--- Start DATA SECTION ---

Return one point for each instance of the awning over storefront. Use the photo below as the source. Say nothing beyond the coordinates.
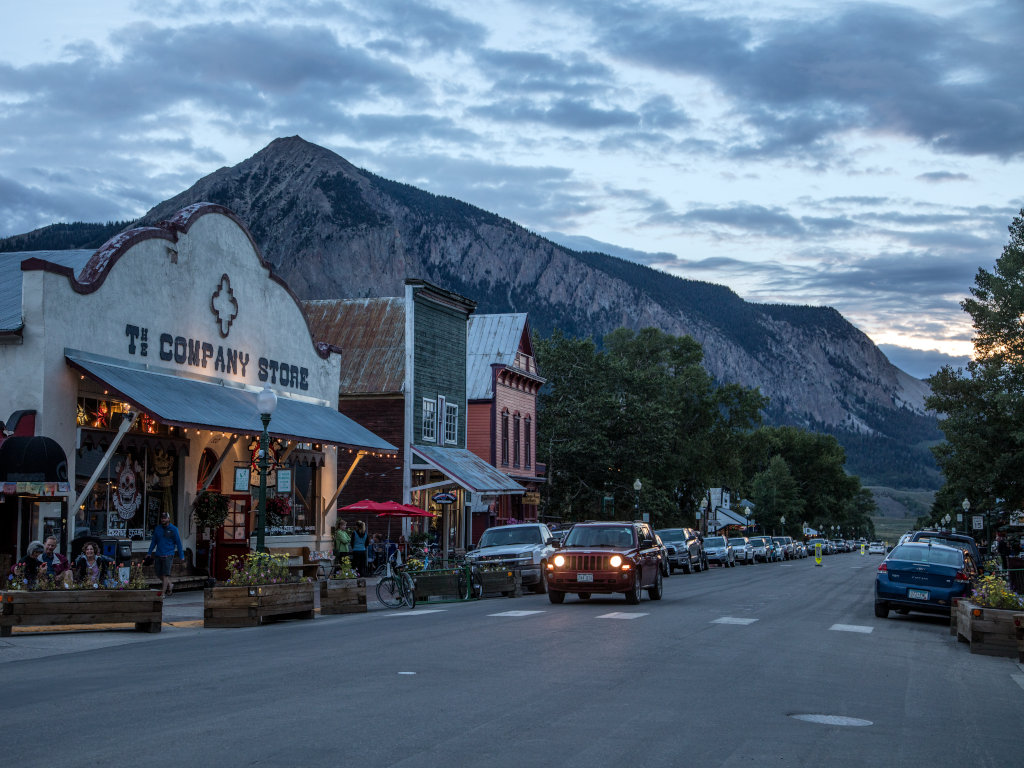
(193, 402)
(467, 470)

--- End DATA SECTION ---
--- Start DATA SECTION ---

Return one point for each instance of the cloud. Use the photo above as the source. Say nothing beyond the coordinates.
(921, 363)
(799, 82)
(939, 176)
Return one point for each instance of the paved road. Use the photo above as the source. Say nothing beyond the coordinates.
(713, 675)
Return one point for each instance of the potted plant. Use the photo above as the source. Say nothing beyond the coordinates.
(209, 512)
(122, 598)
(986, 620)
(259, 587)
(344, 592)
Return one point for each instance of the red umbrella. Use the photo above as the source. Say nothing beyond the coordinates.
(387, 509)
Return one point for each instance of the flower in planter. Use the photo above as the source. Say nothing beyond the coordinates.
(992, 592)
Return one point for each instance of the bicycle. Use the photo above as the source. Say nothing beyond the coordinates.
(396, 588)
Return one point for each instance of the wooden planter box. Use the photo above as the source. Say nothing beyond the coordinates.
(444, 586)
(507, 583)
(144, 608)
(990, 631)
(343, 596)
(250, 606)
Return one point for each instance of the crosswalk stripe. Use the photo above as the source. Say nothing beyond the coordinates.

--- End DATA SECTION ---

Please gather every line in the entries above that contains the string "planter" and copy each one out in full.

_ANSWER IN FULL_:
Return one point for each instance of the flower in planter. Use the photo above as the source. Say nothing beyond the coordinates.
Return one point for each instance of the wooden planter box. Use the photo above as the source. Say nothing beyond the coordinates.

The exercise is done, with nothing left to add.